Exercise requirements :: Could you write out the data below again, substituting "whole-number pixel" for every occurrence of "integer pixel" and leaving everything else unchanged?

Dataset records ::
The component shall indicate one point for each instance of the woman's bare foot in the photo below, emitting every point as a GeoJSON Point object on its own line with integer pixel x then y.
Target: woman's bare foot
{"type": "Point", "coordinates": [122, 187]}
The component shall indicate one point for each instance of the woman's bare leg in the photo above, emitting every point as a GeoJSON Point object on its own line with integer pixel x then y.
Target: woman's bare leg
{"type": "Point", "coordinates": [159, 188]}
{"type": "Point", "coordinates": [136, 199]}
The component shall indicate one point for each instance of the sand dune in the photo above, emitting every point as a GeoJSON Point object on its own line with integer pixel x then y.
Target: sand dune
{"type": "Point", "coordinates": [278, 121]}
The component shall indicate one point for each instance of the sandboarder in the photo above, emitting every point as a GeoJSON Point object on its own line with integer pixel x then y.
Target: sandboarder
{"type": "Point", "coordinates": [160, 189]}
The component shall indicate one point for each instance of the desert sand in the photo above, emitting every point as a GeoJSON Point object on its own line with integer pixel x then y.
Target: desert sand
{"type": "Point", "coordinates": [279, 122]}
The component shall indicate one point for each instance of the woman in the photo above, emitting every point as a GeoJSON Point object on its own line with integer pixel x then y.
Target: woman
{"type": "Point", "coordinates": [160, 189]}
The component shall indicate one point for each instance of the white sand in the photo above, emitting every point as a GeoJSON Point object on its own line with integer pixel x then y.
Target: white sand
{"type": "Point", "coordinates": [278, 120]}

Expected output ::
The component shall indicate one point for each instance of the woman's bare foot in the photo below, emitting every point as a GeoJSON Point object on its own line with whole-number pixel x then y.
Target: woman's bare foot
{"type": "Point", "coordinates": [122, 187]}
The component shall indicate one point for each instance of the woman's bare leg in the photo above, emitting every point as a GeoJSON Point object on its own line with whole-number pixel x then y.
Target: woman's bare leg
{"type": "Point", "coordinates": [159, 188]}
{"type": "Point", "coordinates": [136, 199]}
The component shall indicate one point for each instance of the sand dune in the photo above, emitting every point as a GeoJSON Point object on its own line with whole-number pixel x then y.
Target: sand dune
{"type": "Point", "coordinates": [278, 121]}
The component shall indicate one point for each instance of the sandboarder in the photo above, emitting every point as a GeoJSON Point object on its own line with whole-number pixel x then y.
Target: sandboarder
{"type": "Point", "coordinates": [160, 189]}
The component shall indicate one point for each instance of the desert sand in the photo above, emitting every point as a GeoJSON Point object on its own line with whole-number pixel x then y.
Target: desert sand
{"type": "Point", "coordinates": [279, 122]}
The component shall indicate one point for each instance of the woman in the photo above, emitting every point as a GeoJSON Point object on its own line with whole-number pixel x then y.
Target: woman
{"type": "Point", "coordinates": [160, 189]}
The component shall indicate one point for each instance of the white sand in the photo above, emitting every point as a GeoJSON Point object on its own line with whole-number pixel x then y.
Target: white sand
{"type": "Point", "coordinates": [278, 120]}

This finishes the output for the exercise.